*SUPPLIED TEXT*:
╭──

Hippokratia 2003, 7(2):51-58
Organ Transplant Unit, Hippokratio General Hospital, Thessaloniki, Greece
In transplantation of utmost importance are the interactions among immunologically active cells capable of responding to and destroying foreign tissues, the immunosuppressive therapy aimed at controlling these cells and certain infectious agents that are modulated by both factors.
Cytomegalovirus acquisition by humans (HCMV) is more common in lower socioeconomic groups. Natural routes of transmission include intrauterine, perinatal, and horizontal in childhood and in the sexually active people. Other routs of transmission are solid organ transplantation, blood transfusion and semen used for in vitro fertilization.
The post-transplant immunocompromised state provides an environment in which HCMV can exert its full pathogenic potential. HCMV disease is a major cause of morbidity and mortality in solid organ transplantation. It is also associated to an increased risk of opportunistic infections, allograft injury and higher transplantation costs. HCMV infection also seems to increase the risk of acute and chronic rejection of the allograft via immune – mediated vascular injury. Recent evidence suggests that influence of HCMV disease on graft survival is apparent only in patients with zero HLA-DR matches and it calls for new prophylaxis treatment and allocation strategies.
In solid organ transplantation the term “cytomegalovirus infection” refers to asymptomatic HCMV infection and the term “cytomegalovirus disease” refers to symptomatic HCMV infection. Disease manifestations appear most frequently between the end of the 1st and the end of the 4th month after transplantation and include interstitial pneumonitis, hepatitis, gastrointestinal disease, arthritis, chorioretinitis, leukopenia and pyrexial debilitating illness, whose incidences and relative frequencies vary among transplant groups under consideration. In the absence of antiviral prophylaxis, the risk of symptomatic infection is highest in heart – lung recipients (39 %) and lowest in kidney transplant recipients (8%). As many as 70 – 80 % of kidney transplant recipients may show laboratory evidence of HCMV infection after renal transplantation and a significant number develops tissue invasive disease with considerable morbidity and occasional mortality. Recently it has been suggested that within the first three months after transplantation 20 % to 60 % of the recipients develop HCMV disease, with a mortality rate 1% to 4%. Therefore, prophylaxis with antiviral therapy has been recommended in patients at risk.

╰──

*REQUIRED TASKS*:
• 1. Rewrite the paragraph of the cytomegalovirus article that begins "Cytomegalovirus acquisition by humans" as a short list, keeping its main facts.
• 2. In the cytomegalovirus article, copy the passage starting with "The post-transplant immunocompromised" and going on through "and allocation strategies.", swapping "allograft" for "transplanted organ".
• 3. According to the cytomegalovirus article, which transplant recipients face the highest risk of symptomatic infection when no antiviral prophylaxis is given?

*PROVIDED MATERIAL*:

╭──

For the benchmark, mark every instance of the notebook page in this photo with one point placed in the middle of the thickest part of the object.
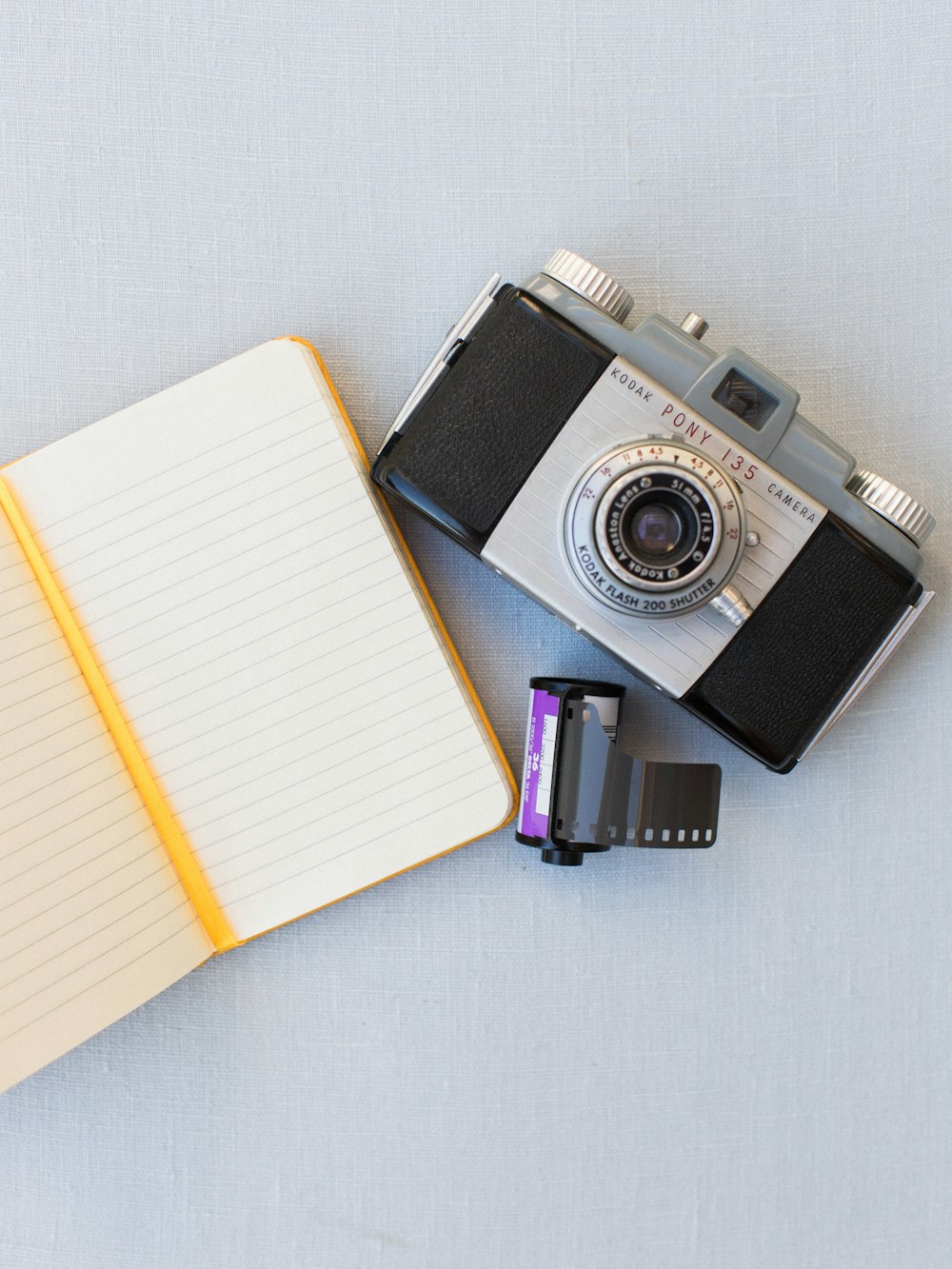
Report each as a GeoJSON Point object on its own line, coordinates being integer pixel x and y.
{"type": "Point", "coordinates": [228, 561]}
{"type": "Point", "coordinates": [93, 919]}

╰──

*EXPECTED RESPONSES*:
• 1.
- HCMV acquisition is more common in lower socioeconomic groups.
- Natural transmission routes: intrauterine, perinatal, and horizontal in childhood and among sexually active people.
- Other transmission routes: solid organ transplantation, blood transfusion, and semen used for in vitro fertilization.

• 2.
The post-transplant immunocompromised state provides an environment in which HCMV can exert its full pathogenic potential. HCMV disease is a major cause of morbidity and mortality in solid organ transplantation. It is also associated to an increased risk of opportunistic infections, transplanted organ injury and higher transplantation costs. HCMV infection also seems to increase the risk of acute and chronic rejection of the transplanted organ via immune – mediated vascular injury. Recent evidence suggests that influence of HCMV disease on graft survival is apparent only in patients with zero HLA-DR matches and it calls for new prophylaxis treatment and allocation strategies.

• 3. Heart–lung recipients, at 39%.